++++ Information provided ++++
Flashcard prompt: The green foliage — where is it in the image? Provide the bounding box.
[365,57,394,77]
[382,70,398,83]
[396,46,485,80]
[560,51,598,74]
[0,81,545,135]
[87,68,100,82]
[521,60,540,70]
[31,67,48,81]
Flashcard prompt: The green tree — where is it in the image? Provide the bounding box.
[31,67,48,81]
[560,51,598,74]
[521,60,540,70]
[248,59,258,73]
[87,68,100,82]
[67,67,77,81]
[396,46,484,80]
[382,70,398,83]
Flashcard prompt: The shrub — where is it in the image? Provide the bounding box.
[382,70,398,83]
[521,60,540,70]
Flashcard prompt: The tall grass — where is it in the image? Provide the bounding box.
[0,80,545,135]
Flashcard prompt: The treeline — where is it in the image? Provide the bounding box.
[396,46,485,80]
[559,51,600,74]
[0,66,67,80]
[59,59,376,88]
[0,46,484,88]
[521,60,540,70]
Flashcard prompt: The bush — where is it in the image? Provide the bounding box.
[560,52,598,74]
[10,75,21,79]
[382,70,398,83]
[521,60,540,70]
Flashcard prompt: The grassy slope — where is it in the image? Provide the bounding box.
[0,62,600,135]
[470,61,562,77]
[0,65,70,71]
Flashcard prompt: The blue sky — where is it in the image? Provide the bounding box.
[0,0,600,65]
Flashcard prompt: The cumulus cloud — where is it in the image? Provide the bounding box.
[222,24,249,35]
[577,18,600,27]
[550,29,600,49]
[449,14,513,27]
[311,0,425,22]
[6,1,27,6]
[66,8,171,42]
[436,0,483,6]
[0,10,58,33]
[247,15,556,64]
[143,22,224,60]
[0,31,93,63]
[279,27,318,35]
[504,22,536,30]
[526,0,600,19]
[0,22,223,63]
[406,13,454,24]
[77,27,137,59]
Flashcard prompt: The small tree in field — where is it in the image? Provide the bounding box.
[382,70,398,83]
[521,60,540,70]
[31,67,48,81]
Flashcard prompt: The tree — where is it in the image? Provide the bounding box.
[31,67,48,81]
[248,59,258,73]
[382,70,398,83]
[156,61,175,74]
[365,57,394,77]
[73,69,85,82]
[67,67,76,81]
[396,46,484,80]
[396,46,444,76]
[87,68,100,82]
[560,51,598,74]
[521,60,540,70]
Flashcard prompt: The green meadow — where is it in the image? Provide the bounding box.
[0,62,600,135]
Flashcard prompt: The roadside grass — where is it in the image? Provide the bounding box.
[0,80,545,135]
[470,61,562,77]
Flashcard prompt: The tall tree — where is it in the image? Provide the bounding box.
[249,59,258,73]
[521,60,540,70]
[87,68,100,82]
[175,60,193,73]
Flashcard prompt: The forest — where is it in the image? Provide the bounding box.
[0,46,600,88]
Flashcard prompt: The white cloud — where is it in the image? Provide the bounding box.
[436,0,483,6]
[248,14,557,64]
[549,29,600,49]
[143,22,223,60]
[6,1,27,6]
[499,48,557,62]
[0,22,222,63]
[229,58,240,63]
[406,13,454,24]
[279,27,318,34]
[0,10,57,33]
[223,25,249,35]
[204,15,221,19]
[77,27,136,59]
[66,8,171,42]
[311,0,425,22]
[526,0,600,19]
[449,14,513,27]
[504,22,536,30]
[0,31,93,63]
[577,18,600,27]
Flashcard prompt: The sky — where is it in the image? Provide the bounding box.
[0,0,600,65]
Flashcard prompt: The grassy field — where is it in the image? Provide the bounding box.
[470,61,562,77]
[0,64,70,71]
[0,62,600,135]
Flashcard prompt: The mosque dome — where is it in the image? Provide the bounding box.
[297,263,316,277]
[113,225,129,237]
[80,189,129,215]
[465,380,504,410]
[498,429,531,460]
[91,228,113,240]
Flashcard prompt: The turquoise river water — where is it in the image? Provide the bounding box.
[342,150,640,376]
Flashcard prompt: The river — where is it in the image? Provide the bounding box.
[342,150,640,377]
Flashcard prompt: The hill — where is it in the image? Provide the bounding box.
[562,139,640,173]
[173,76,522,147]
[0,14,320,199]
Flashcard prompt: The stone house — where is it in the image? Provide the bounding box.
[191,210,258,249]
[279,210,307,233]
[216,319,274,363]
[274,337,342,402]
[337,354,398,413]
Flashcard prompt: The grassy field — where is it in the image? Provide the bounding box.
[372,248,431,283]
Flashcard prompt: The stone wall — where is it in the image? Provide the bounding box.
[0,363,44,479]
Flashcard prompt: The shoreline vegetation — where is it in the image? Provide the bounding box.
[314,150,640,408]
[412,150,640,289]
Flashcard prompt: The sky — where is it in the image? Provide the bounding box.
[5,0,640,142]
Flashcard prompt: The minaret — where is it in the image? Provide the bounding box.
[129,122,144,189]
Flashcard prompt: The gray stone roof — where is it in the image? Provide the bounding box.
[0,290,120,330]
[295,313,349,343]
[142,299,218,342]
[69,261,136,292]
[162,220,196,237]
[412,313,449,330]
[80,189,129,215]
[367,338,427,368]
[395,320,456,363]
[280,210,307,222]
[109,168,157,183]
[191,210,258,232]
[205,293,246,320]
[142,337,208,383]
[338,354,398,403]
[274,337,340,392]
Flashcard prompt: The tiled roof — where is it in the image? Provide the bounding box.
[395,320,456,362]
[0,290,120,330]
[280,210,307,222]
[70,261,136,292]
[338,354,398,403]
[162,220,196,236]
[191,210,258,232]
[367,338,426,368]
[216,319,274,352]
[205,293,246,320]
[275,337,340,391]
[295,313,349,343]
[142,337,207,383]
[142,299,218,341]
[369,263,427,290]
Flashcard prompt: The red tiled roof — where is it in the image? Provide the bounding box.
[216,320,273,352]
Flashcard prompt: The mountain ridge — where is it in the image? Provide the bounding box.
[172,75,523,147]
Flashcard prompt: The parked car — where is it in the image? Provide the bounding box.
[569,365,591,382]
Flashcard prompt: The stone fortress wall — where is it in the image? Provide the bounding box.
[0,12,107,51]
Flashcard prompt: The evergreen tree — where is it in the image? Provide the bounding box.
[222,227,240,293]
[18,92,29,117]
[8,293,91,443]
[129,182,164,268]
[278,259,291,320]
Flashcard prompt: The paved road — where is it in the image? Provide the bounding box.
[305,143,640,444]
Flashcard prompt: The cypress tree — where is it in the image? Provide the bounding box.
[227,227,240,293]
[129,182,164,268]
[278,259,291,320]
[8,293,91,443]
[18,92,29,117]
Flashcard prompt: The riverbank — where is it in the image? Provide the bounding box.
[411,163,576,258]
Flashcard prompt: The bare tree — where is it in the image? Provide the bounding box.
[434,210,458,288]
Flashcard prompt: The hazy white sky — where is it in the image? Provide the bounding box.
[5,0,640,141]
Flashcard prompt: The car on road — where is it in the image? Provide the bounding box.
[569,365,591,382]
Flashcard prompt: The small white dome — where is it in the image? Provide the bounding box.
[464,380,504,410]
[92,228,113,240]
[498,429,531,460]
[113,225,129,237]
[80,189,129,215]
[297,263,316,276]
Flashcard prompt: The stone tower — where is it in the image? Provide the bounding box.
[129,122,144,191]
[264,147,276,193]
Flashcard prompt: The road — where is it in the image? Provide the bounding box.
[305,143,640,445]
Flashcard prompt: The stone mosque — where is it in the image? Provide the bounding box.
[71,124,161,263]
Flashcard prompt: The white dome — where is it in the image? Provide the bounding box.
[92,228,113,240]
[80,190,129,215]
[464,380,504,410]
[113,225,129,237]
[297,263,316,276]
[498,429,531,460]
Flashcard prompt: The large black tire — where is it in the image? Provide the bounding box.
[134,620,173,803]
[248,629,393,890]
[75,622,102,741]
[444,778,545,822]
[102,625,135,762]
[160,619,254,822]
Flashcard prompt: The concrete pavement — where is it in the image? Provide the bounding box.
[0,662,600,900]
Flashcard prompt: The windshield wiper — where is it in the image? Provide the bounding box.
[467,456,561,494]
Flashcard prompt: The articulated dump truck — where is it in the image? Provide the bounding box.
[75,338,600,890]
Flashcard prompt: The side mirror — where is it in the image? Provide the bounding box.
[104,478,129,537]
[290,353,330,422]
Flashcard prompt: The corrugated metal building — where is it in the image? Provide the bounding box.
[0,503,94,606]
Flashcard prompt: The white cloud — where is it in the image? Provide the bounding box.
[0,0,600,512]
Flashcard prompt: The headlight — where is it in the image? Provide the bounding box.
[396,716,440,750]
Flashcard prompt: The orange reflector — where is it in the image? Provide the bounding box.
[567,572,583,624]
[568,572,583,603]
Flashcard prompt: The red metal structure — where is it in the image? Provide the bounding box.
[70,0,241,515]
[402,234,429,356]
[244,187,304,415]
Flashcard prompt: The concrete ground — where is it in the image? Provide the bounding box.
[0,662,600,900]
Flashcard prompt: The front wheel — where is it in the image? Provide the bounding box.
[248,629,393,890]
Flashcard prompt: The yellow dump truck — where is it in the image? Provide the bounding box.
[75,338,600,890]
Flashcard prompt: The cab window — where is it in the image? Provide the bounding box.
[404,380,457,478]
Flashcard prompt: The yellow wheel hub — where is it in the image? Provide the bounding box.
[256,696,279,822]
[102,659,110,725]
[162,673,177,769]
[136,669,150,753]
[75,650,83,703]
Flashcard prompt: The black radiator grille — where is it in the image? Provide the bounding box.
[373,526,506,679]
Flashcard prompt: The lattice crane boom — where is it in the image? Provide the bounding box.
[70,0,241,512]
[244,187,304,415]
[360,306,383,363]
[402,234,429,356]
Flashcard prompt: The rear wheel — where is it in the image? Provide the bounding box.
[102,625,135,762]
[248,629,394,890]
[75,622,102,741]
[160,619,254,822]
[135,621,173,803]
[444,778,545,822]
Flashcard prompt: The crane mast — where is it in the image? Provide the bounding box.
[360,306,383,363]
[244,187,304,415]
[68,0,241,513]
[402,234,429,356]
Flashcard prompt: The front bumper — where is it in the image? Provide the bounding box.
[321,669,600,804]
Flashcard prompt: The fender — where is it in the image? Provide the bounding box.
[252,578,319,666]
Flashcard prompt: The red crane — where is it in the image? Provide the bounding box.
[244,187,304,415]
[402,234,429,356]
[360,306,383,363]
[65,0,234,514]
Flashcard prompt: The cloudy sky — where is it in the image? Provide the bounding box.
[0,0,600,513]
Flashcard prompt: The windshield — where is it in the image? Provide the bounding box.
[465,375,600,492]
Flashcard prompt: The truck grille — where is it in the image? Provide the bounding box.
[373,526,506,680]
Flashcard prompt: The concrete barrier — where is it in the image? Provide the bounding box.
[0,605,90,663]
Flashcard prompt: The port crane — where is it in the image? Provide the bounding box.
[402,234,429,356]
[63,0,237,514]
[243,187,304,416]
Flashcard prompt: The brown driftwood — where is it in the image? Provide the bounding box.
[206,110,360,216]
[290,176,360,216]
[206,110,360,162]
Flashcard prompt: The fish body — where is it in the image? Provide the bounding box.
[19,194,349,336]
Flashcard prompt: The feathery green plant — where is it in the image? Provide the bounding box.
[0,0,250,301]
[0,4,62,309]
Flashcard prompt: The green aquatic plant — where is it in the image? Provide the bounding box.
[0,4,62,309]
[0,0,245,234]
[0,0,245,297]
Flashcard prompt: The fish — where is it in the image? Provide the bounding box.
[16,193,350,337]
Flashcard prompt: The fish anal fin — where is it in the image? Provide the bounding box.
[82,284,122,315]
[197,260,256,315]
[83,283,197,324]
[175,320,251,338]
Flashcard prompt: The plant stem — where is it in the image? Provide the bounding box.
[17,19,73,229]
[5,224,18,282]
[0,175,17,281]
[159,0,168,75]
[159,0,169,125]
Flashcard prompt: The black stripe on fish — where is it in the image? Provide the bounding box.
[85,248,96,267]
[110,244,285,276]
++++
# Aim of the task:
Could you render the data, starting at the line containing "Flashcard prompt: The fish body" and running through the last line, as a Markdown table with a Row column holding a row number and a Line column holding each line, omitting blank lines?

# Written solution:
| Row | Line |
|---|---|
| 1 | Flashcard prompt: The fish body — where is it in the image? Provide the bounding box. |
| 2 | [19,194,349,336] |
| 3 | Flashcard prompt: The feathery green plant — where is it in the image? Provide the bounding box. |
| 4 | [0,0,250,301] |
| 5 | [0,4,62,309] |
| 6 | Flashcard prompt: The green aquatic plant — where is it in the image? Provide the bounding box. |
| 7 | [0,4,62,309] |
| 8 | [0,0,245,234] |
| 9 | [0,0,245,297] |
| 10 | Flashcard prompt: The fish — where is it in the image? Provide the bounding box. |
| 11 | [16,193,350,337] |
| 12 | Flashcard prompt: The fish anal fin — where is it in the image? Provide the bounding box. |
| 13 | [82,284,122,315] |
| 14 | [197,260,256,315] |
| 15 | [83,283,197,324] |
| 16 | [175,320,251,338] |
| 17 | Flashcard prompt: The plant stem — where is it in the image? Provide the bounding box. |
| 18 | [17,19,73,229] |
| 19 | [5,224,18,282] |
| 20 | [0,175,17,281] |
| 21 | [159,0,168,75] |
| 22 | [159,0,169,125] |
| 23 | Flashcard prompt: The black stripe on fish — where is it in the image? Provide the bounding box. |
| 24 | [85,248,96,267] |
| 25 | [110,244,285,276] |